* _GOAL OF THE EXERCISE_: Extend the excerpt below on the PyLith Green's functions run, starting right after its last sentence.

start DOCUMENT EXCERPT

0 SNES Function norm 3.027654014252e-03
Linear solve converged due to CONVERGED_ATOL iterations 46
1 SNES Function norm 2.204080482014e-12
Nonlinear solve converged due to CONVERGED_ITS iterations 1
>> /software/unix/py39-venv/pylith-debug/lib/python3.9/site-packages/pylith/problems/Problem.py:201:finalize
-- greensfns(info)
-- Finalizing problem.
WARNING! There are options you set that were not used!
WARNING! could be spelling mistake, etc!
There are 3 unused database options. They are:
Option left: name:-ts_error_if_step_fails (no value)
Option left: name:-ts_monitor (no value)
Option left: name:-ts_type value: beuler
The beginning of the output written to the terminal matches that in our previous simulations.
The second half of the output written to the terminal resembles the output from time-dependent problems, but with the time step information replaced by the impulse information.
The journal info associated with the GreensFns component (journal.info.greensfns) turns on the impulse information.
We get warnings about unused PETSc options because we do not use time stepping.
Visualizing the results#
The output directory contains the simulation output.
Each “observer” writes its own set of files, so the solution over the domain is in one set of files, the boundary condition information is in another set of files, and the material information is in yet another set of files.
The HDF5 (.h5) files contain the mesh geometry and topology information along with the solution fields.

end DOCUMENT EXCERPT
start ENTRIES

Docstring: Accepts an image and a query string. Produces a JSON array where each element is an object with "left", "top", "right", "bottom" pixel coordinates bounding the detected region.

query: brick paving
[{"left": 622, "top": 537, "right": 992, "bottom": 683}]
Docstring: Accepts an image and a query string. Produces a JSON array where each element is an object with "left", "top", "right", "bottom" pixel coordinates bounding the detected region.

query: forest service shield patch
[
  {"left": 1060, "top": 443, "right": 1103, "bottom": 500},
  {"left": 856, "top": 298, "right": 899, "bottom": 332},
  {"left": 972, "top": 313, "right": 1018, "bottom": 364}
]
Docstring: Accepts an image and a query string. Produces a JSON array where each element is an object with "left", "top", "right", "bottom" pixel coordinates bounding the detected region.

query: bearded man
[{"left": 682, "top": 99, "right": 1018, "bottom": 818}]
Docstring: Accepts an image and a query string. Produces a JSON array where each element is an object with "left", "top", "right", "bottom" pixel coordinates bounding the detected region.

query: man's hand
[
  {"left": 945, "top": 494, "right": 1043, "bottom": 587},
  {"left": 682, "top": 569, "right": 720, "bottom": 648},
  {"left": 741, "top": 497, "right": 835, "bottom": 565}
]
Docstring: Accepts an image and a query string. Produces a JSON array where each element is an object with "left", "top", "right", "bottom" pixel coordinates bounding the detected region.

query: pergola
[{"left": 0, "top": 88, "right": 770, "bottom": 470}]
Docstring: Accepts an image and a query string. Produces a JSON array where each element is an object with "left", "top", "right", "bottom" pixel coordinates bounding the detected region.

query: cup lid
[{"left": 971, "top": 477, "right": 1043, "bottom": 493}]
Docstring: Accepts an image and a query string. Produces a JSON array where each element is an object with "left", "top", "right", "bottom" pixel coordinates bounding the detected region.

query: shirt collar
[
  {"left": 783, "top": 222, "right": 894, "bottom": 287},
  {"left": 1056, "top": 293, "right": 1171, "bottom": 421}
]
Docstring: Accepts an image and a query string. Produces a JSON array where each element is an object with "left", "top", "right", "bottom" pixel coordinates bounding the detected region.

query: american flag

end ENTRIES

* _RESULT FOR THIS TASK_:
The Xdmf (.xmf) files contain metadata that allow visualization tools like ParaView to know where to find the information in the HDF5 files.
To visualize the data using ParaView or Visit, load the Xdmf files.
In Fig. 65 we use ParaView to visualize the y displacement field using the viz/plot_dispwarp.py Python script.
As in Step 4 we override the default name of the simulation file with the name of the current simulation.
>>> SIM = "step05_greensfns"
Next we run both the viz/plot_dispwarp.py and viz/plot_dispstations.py Python scripts as described in ParaView Python Scripts.
Tip
You can use the “play” button (right triangle) to flip between the solution for the different fault slip impulses.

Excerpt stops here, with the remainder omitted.